→ **Texto de origen**:
En los meses transcurridos entre el fin del debate constituyente y la Sanjurjada de agosto de 1932, la República se halló ante su primera encrucijada. Los recién convertidos al credo republicano y el poderoso Partido Radical abandonaban su compromiso con el gobierno. El populismo católico construía una política de masas en torno a la campaña revisionista de la que, en buena medida, surgiría la CEDA. El anarquismo se adueñaba de la CNT y se lanzaba a una campaña insurreccional que ocasionó la desnaturalización del viejo sindicalismo independiente constituido en 1910. La discordia entre los católicos accidentalistas de Gil Robles y los monárquicos intransigentes de Goicoechea amenazaba con dividir definitivamente a la derecha española. La intolerancia republicana, dispuesta a expulsar del campo de la legitimidad incluso al lerrouxismo, se acentuaba al mismo ritmo que la pelea suicida entre reformistas y revolucionarios en el Partido Socialista Obrero Español.

Este era el panorama de crisis del régimen que Gregorio Marañón deseaba destacar en palabras que recorrieron periódicos de tan distinta actitud como ABC, «El socialista» o «El Sol». La República había cancelado en buena hora los privilegios de la Iglesia. Pero no era ni razonable, ni justo, ni siquiera actual, que persiguiera sus derechos. Y entre ellos se encontraban los referentes a las tareas educativas y de asistencia social desarrolladas por las congregaciones religiosas. Si la República había logrado obtener un sonado triunfo espiritual en 1931, «¿por qué manchar este triunfo y esta gloria con una persecución arbitraria, que tiene que herir nuestro amor a la libertad?», escribió en octubre de 1931, antes de abstenerse en la votación del artículo 26 de la Constitución. Respecto del problema catalán, planteado desde la proclamación del nuevo régimen, mantenía su firmeza unitaria al tiempo que exigía que se resolviese con serenidad, amor y justicia, evitando agravios del lenguaje y actos de deslealtad que pudieran crear barreras infranqueables entre Barcelona y Madrid.

Cerrar filas

Ante episodios como la matanza de Castilblanco en los últimos días de 1931, Marañón reclamaba la energía suficiente para preservar el orden público, pero también el esfuerzo por superar la miseria, la humillación y la incultura que provocaban actos desesperados como aquellos. Era el momento de que la moderación cerrara filas frente al extremismo, y de que España hiciera de la ilusión del 14 de abril la base para derribar los obstáculos tradicionales a la convivencia nacional. No era el tiempo del exclusivismo de quienes gobernaban como si fueran los únicos con autoridad moral para hacerlo, ni del sectarismo de quienes deseaban certificar la ilegitimidad del nuevo régimen.

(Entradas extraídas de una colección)
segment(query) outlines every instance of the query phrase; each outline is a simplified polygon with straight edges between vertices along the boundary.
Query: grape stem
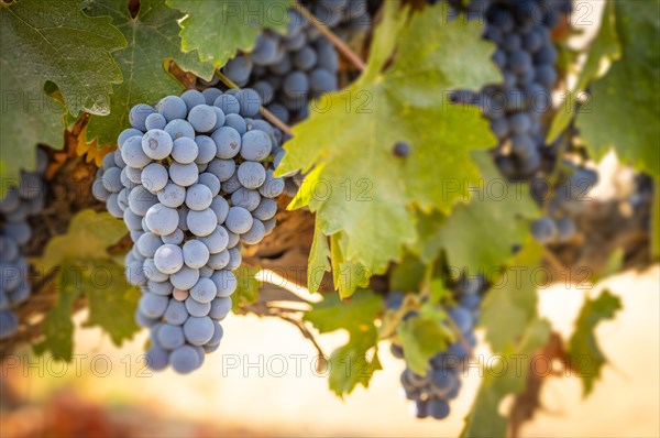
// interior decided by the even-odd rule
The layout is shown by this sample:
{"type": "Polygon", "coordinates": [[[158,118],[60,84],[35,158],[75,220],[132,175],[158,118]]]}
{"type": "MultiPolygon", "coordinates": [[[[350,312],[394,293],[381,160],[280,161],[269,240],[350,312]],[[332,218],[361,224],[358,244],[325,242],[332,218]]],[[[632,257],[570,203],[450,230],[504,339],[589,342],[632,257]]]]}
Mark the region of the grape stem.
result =
{"type": "MultiPolygon", "coordinates": [[[[235,85],[233,83],[233,80],[231,80],[230,78],[224,76],[220,70],[216,70],[216,76],[218,76],[220,81],[222,84],[224,84],[226,86],[228,86],[229,88],[234,88],[237,90],[241,89],[241,87],[235,85]]],[[[284,123],[282,120],[279,120],[274,113],[272,113],[271,111],[265,109],[263,106],[260,107],[258,112],[262,113],[264,119],[266,119],[267,121],[270,121],[271,123],[273,123],[274,125],[279,128],[283,132],[285,132],[286,134],[288,134],[290,136],[294,136],[294,131],[286,123],[284,123]]]]}
{"type": "Polygon", "coordinates": [[[321,23],[311,12],[309,12],[302,4],[295,2],[293,8],[305,17],[309,23],[319,30],[338,51],[340,51],[360,72],[364,72],[366,64],[364,61],[355,54],[339,36],[337,36],[327,25],[321,23]]]}
{"type": "Polygon", "coordinates": [[[459,338],[459,342],[461,342],[461,344],[463,346],[465,351],[468,351],[468,355],[470,358],[474,358],[474,350],[472,350],[472,347],[470,347],[470,343],[468,343],[468,340],[461,332],[461,329],[459,329],[459,327],[455,325],[453,319],[451,319],[451,317],[447,318],[447,321],[449,322],[449,327],[451,328],[451,331],[453,331],[454,335],[457,335],[457,337],[459,338]]]}

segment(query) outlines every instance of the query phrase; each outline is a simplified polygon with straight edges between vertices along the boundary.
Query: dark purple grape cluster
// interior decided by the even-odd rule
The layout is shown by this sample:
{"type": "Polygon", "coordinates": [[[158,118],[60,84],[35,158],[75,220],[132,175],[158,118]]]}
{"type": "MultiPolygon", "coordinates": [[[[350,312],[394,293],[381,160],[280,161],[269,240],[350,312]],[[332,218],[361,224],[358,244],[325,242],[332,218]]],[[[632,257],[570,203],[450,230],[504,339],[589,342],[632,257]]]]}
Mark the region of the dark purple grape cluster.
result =
{"type": "MultiPolygon", "coordinates": [[[[448,308],[453,326],[461,332],[460,340],[451,343],[444,351],[436,354],[428,364],[426,375],[419,375],[409,368],[402,373],[402,385],[406,398],[415,403],[418,418],[432,417],[443,419],[449,415],[449,403],[459,395],[463,364],[470,358],[470,350],[476,346],[474,327],[480,317],[480,304],[486,284],[482,277],[463,277],[457,285],[457,305],[448,308]]],[[[391,292],[385,305],[398,309],[404,300],[400,292],[391,292]]],[[[404,319],[416,318],[416,311],[408,313],[404,319]]],[[[404,349],[393,343],[392,353],[404,359],[404,349]]]]}
{"type": "Polygon", "coordinates": [[[19,329],[13,313],[32,293],[29,280],[30,264],[25,249],[32,238],[28,221],[38,215],[45,205],[46,193],[43,174],[48,156],[37,150],[36,171],[23,172],[16,187],[10,188],[0,199],[0,339],[8,339],[19,329]]]}

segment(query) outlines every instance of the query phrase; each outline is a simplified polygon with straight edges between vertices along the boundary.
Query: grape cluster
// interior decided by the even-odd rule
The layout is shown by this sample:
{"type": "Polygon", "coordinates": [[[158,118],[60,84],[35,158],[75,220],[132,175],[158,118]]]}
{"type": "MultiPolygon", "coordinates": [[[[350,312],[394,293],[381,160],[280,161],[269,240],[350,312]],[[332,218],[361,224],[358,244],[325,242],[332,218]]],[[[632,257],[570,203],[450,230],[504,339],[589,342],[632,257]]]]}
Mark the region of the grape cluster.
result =
{"type": "Polygon", "coordinates": [[[32,237],[28,219],[40,213],[45,204],[42,175],[48,156],[37,150],[35,172],[23,172],[19,186],[10,188],[0,199],[0,339],[8,339],[19,329],[19,319],[12,311],[30,298],[32,287],[25,248],[32,237]]]}
{"type": "Polygon", "coordinates": [[[339,57],[332,44],[298,12],[289,10],[286,34],[262,32],[251,53],[229,61],[222,73],[249,85],[284,123],[307,117],[311,96],[337,89],[339,57]]]}
{"type": "MultiPolygon", "coordinates": [[[[305,3],[305,2],[304,2],[305,3]]],[[[343,40],[371,28],[365,0],[305,3],[343,40]]],[[[338,89],[339,55],[332,43],[296,10],[285,34],[264,30],[250,53],[230,59],[221,72],[239,87],[255,89],[266,109],[284,123],[307,118],[310,99],[338,89]]],[[[216,85],[217,80],[202,85],[216,85]]]]}
{"type": "Polygon", "coordinates": [[[452,98],[482,108],[498,139],[496,163],[509,178],[529,178],[541,169],[543,158],[553,162],[543,129],[558,79],[550,32],[565,9],[565,2],[554,0],[473,0],[465,11],[468,20],[485,22],[483,36],[497,45],[493,62],[504,83],[452,98]]]}
{"type": "MultiPolygon", "coordinates": [[[[550,194],[549,213],[531,222],[531,234],[539,243],[566,243],[578,232],[570,216],[580,213],[585,207],[590,199],[588,191],[597,183],[598,174],[585,167],[570,168],[572,174],[550,194]]],[[[530,191],[538,201],[542,201],[548,197],[548,186],[537,183],[538,180],[530,183],[530,191]]]]}
{"type": "MultiPolygon", "coordinates": [[[[457,289],[458,304],[450,307],[448,314],[462,339],[436,354],[429,361],[426,375],[419,375],[409,368],[402,373],[406,398],[415,403],[415,415],[418,418],[430,416],[443,419],[449,415],[449,402],[458,396],[461,388],[463,363],[468,361],[470,350],[476,346],[474,326],[479,320],[485,282],[481,277],[463,277],[458,282],[457,289]]],[[[403,300],[404,294],[391,292],[385,304],[388,308],[397,309],[403,300]]],[[[410,311],[404,319],[415,317],[416,311],[410,311]]],[[[393,343],[391,351],[396,358],[404,359],[402,346],[393,343]]]]}
{"type": "Polygon", "coordinates": [[[312,14],[343,41],[351,41],[371,29],[366,0],[319,0],[309,6],[312,14]]]}
{"type": "Polygon", "coordinates": [[[284,182],[272,158],[283,151],[276,130],[255,118],[260,107],[252,89],[138,105],[99,171],[94,195],[134,242],[127,278],[141,286],[136,319],[151,328],[154,370],[188,373],[218,349],[241,244],[275,227],[284,182]]]}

→ **Ejercicio**: Reescriba el fragmento del texto comprendido entre "Cerrar filas" y "del nuevo régimen.", ambos inclusive, cambiando "la moderación" por "la prudencia". Para resolver, sírvase únicamente del texto.

→ **Solución**:
Cerrar filas

Ante episodios como la matanza de Castilblanco en los últimos días de 1931, Marañón reclamaba la energía suficiente para preservar el orden público, pero también el esfuerzo por superar la miseria, la humillación y la incultura que provocaban actos desesperados como aquellos. Era el momento de que la prudencia cerrara filas frente al extremismo, y de que España hiciera de la ilusión del 14 de abril la base para derribar los obstáculos tradicionales a la convivencia nacional. No era el tiempo del exclusivismo de quienes gobernaban como si fueran los únicos con autoridad moral para hacerlo, ni del sectarismo de quienes deseaban certificar la ilegitimidad del nuevo régimen.